> [DATA SHOWN]:
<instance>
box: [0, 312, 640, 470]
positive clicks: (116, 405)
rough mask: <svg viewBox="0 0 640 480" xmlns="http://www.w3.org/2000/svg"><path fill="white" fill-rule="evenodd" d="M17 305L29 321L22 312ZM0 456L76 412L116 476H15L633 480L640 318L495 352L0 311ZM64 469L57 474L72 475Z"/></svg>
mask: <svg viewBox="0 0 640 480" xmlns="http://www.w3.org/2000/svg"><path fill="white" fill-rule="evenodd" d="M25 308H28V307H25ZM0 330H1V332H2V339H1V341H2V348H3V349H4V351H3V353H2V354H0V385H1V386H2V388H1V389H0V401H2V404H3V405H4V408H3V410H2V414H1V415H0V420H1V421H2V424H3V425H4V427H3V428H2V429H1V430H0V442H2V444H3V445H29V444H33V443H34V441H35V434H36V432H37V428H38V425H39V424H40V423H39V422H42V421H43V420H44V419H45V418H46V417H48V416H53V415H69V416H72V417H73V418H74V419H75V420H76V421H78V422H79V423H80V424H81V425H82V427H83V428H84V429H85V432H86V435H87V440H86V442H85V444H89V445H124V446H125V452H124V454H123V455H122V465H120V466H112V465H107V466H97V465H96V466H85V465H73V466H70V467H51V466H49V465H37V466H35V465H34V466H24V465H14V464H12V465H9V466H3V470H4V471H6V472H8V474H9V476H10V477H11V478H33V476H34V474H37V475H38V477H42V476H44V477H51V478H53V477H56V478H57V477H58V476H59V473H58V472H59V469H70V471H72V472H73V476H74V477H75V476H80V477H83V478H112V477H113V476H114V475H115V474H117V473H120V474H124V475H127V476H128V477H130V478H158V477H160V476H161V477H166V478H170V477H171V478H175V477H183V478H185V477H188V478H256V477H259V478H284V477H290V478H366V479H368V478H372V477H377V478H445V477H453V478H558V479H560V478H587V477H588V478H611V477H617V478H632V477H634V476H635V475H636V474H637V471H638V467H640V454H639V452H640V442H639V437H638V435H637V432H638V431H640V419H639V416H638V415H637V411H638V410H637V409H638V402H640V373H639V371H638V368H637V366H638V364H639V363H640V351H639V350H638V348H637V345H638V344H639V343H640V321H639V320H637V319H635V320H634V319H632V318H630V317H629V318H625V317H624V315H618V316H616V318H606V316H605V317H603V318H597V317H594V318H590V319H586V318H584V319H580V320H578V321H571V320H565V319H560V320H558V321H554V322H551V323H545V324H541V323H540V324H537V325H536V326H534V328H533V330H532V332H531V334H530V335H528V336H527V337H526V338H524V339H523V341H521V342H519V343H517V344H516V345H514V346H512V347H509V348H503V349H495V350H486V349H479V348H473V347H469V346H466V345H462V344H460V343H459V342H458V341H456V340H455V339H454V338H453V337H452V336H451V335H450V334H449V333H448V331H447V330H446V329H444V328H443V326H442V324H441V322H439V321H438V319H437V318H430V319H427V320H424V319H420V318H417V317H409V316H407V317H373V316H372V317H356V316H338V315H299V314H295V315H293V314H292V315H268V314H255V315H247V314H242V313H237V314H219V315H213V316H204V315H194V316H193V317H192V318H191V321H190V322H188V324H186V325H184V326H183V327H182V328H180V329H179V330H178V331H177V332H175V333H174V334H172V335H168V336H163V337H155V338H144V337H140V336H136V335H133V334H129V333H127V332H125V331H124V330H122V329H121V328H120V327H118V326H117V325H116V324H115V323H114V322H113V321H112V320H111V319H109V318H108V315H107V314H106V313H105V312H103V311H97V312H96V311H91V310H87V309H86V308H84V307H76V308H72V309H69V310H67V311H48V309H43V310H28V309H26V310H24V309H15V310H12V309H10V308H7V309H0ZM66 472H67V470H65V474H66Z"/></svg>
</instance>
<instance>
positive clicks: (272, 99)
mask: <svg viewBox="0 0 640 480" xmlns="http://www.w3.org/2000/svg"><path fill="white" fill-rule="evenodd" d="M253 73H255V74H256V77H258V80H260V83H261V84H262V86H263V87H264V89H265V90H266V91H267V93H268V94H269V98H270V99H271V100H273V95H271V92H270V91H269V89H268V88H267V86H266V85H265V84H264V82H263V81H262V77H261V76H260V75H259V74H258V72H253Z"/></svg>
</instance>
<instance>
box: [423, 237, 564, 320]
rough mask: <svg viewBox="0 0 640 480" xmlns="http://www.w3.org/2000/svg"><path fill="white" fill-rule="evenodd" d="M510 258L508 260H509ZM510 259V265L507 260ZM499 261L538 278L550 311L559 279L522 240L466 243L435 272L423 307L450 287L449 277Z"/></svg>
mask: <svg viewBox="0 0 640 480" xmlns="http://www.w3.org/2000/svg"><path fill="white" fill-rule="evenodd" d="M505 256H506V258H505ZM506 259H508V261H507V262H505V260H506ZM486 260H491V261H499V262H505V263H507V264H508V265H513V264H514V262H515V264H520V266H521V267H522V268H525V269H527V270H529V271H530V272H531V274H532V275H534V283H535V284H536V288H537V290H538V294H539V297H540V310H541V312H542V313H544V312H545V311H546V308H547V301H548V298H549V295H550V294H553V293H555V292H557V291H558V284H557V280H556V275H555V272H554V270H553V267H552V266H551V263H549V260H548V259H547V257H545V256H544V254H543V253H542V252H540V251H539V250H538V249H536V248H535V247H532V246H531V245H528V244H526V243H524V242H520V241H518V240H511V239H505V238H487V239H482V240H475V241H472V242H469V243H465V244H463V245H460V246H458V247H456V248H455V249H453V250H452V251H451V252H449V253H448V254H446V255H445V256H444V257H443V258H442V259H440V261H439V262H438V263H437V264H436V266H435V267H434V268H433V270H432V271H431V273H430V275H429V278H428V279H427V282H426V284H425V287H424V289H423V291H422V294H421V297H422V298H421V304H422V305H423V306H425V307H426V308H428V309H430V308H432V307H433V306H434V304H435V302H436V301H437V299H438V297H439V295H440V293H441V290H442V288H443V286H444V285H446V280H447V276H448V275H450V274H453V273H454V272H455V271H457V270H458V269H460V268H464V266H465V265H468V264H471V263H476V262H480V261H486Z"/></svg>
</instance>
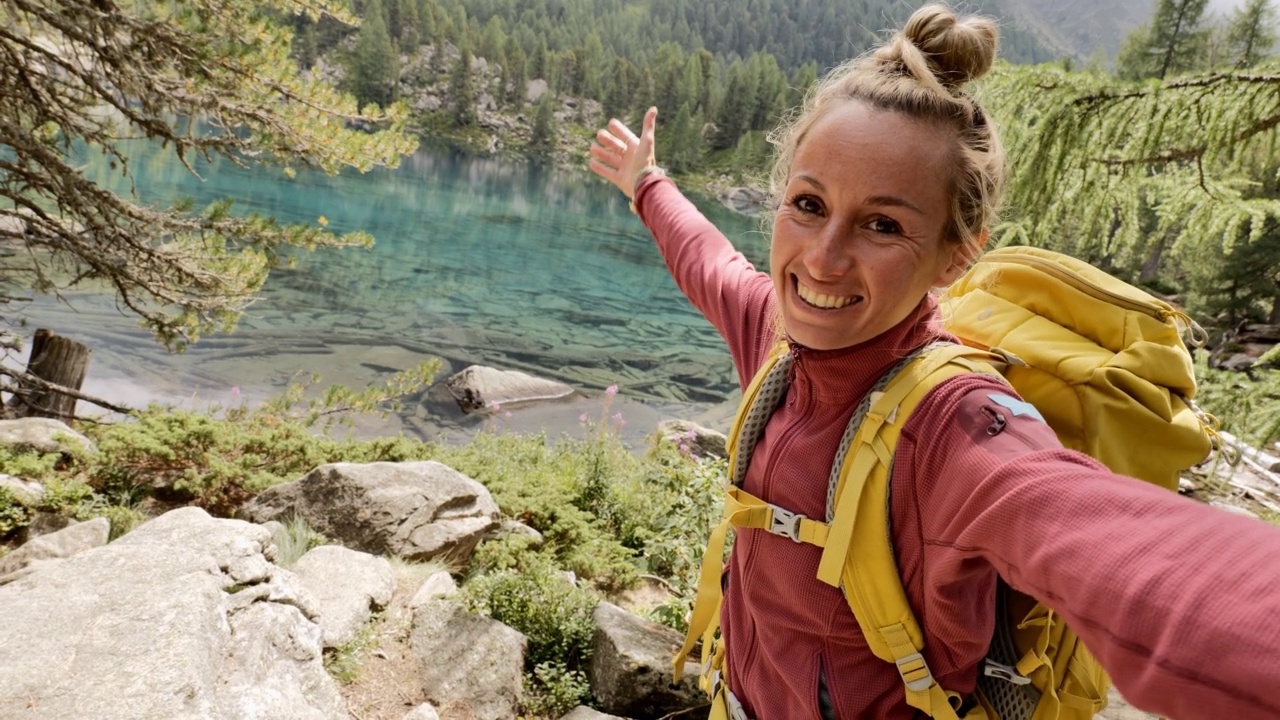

> [TASK ITEM]: Where an entry holds a picture, drop it and transcribe everything else exactly.

> [REPLY TO THE EXERCISE]:
<instance>
box: [0, 312, 640, 470]
positive clicks: (116, 405)
rough mask: <svg viewBox="0 0 640 480" xmlns="http://www.w3.org/2000/svg"><path fill="white" fill-rule="evenodd" d="M17 305L29 321L22 312ZM0 456L76 412L116 476H15L633 480L640 318L495 352L0 311ZM64 469L57 474L72 475Z"/></svg>
mask: <svg viewBox="0 0 640 480" xmlns="http://www.w3.org/2000/svg"><path fill="white" fill-rule="evenodd" d="M25 308H28V307H25ZM0 330H1V332H2V339H1V341H2V348H3V349H4V351H3V353H2V354H0V385H1V386H2V388H1V389H0V401H2V404H3V405H4V408H3V410H2V414H1V415H0V420H1V421H2V424H3V425H4V427H3V428H2V429H1V430H0V442H2V444H3V445H29V444H33V443H34V441H35V434H36V432H37V428H38V425H39V424H40V423H39V422H42V421H43V420H44V419H45V418H46V417H48V416H53V415H69V416H72V417H73V418H74V419H75V420H76V421H78V422H79V423H80V424H81V425H82V427H83V428H84V429H85V432H86V435H87V440H86V442H85V444H89V445H124V446H125V452H124V454H123V455H122V465H120V466H112V465H107V466H97V465H96V466H85V465H73V466H70V467H51V466H49V465H37V466H35V465H34V466H24V465H14V464H12V465H9V466H3V470H4V471H6V472H8V474H9V476H10V477H11V478H33V476H34V474H37V475H38V477H42V476H44V477H51V478H53V477H56V478H57V477H58V476H59V473H58V472H59V469H70V471H72V472H73V476H74V477H75V476H80V477H83V478H112V477H113V476H114V475H115V474H117V473H120V474H124V475H127V476H128V477H130V478H158V477H160V476H161V477H166V478H170V477H171V478H175V477H183V478H185V477H188V478H256V477H259V478H284V477H290V478H366V479H368V478H372V477H377V478H445V477H453V478H558V479H560V478H587V477H588V478H611V477H617V478H632V477H634V476H635V475H636V474H637V471H638V467H640V454H639V452H640V442H639V437H638V435H637V432H638V431H640V419H639V416H638V415H637V411H638V410H637V409H638V402H640V373H639V371H638V368H637V366H638V364H639V363H640V351H639V350H638V348H637V345H638V344H639V343H640V321H639V320H637V319H635V320H634V319H632V318H630V317H629V318H625V317H624V315H618V316H616V318H606V316H605V317H603V318H597V317H594V318H590V319H586V318H584V319H580V320H578V321H571V320H565V319H560V320H558V321H554V322H551V323H545V324H541V323H540V324H537V325H536V326H534V328H533V330H532V332H531V334H530V335H528V336H527V337H526V338H524V339H523V341H521V342H519V343H517V344H516V345H514V346H512V347H509V348H503V349H495V350H486V349H479V348H473V347H469V346H466V345H462V344H460V343H459V342H458V341H456V340H455V339H454V338H453V337H452V336H451V335H450V334H449V333H448V331H447V330H446V329H444V328H443V326H442V324H441V322H439V321H438V319H437V318H430V319H427V320H424V319H420V318H417V317H409V316H407V317H373V316H372V317H356V316H338V315H299V314H295V315H293V314H292V315H268V314H255V315H247V314H242V313H237V314H219V315H213V316H204V315H194V316H193V317H192V318H191V321H190V322H188V324H186V325H184V326H183V327H182V328H180V329H179V330H178V331H177V332H175V333H174V334H172V335H168V336H163V337H155V338H144V337H140V336H136V335H133V334H129V333H127V332H125V331H124V330H122V329H121V328H120V327H118V326H117V325H116V324H115V323H114V322H113V321H112V320H111V319H109V318H108V315H107V314H106V313H105V312H103V311H97V312H96V311H91V310H87V309H86V308H84V307H76V308H72V309H69V310H67V311H48V309H43V310H28V309H26V310H24V309H15V310H12V309H10V308H7V309H0ZM66 472H67V470H65V474H66Z"/></svg>
</instance>
<instance>
positive clicks: (272, 99)
mask: <svg viewBox="0 0 640 480" xmlns="http://www.w3.org/2000/svg"><path fill="white" fill-rule="evenodd" d="M253 73H255V74H256V77H258V80H260V83H261V84H262V86H263V87H264V89H265V90H266V91H267V93H268V94H269V98H270V99H271V100H273V95H271V92H270V91H269V89H268V88H267V86H266V85H265V84H264V82H263V81H262V77H261V76H260V75H259V74H258V72H253Z"/></svg>
</instance>
<instance>
box: [423, 237, 564, 320]
rough mask: <svg viewBox="0 0 640 480" xmlns="http://www.w3.org/2000/svg"><path fill="white" fill-rule="evenodd" d="M510 258L508 260H509ZM510 259V265L507 260ZM499 261L538 278L550 311L559 279L522 240L466 243L435 272L423 307L450 287L449 277Z"/></svg>
mask: <svg viewBox="0 0 640 480" xmlns="http://www.w3.org/2000/svg"><path fill="white" fill-rule="evenodd" d="M505 256H506V258H505ZM506 259H508V261H507V262H505V260H506ZM486 260H491V261H499V262H505V263H507V264H508V265H513V264H514V262H515V264H520V266H521V267H522V268H525V269H527V270H529V271H530V272H531V274H532V275H534V283H535V284H536V288H537V290H538V294H539V297H540V310H541V312H542V313H544V312H545V311H546V308H547V301H548V298H549V295H550V294H553V293H555V292H557V291H558V284H557V280H556V275H555V272H554V270H553V267H552V266H551V263H549V260H548V259H547V257H545V256H544V254H543V253H542V252H540V251H539V250H538V249H536V248H535V247H532V246H531V245H528V244H526V243H524V242H520V241H518V240H511V239H505V238H487V239H482V240H475V241H472V242H469V243H465V244H463V245H460V246H458V247H456V248H455V249H453V250H452V251H451V252H449V253H448V254H446V255H445V256H444V257H443V258H442V259H440V261H439V262H438V263H437V264H436V266H435V267H434V268H433V270H432V271H431V273H430V275H429V278H428V279H427V282H426V284H425V287H424V289H423V291H422V294H421V297H422V298H421V304H422V305H423V306H425V307H426V308H428V309H430V308H432V307H433V306H434V304H435V302H436V301H437V299H438V297H439V295H440V293H441V290H442V288H443V286H444V285H446V280H447V276H448V275H450V274H453V273H454V272H455V271H457V270H458V269H460V268H464V266H465V265H468V264H471V263H476V262H480V261H486Z"/></svg>
</instance>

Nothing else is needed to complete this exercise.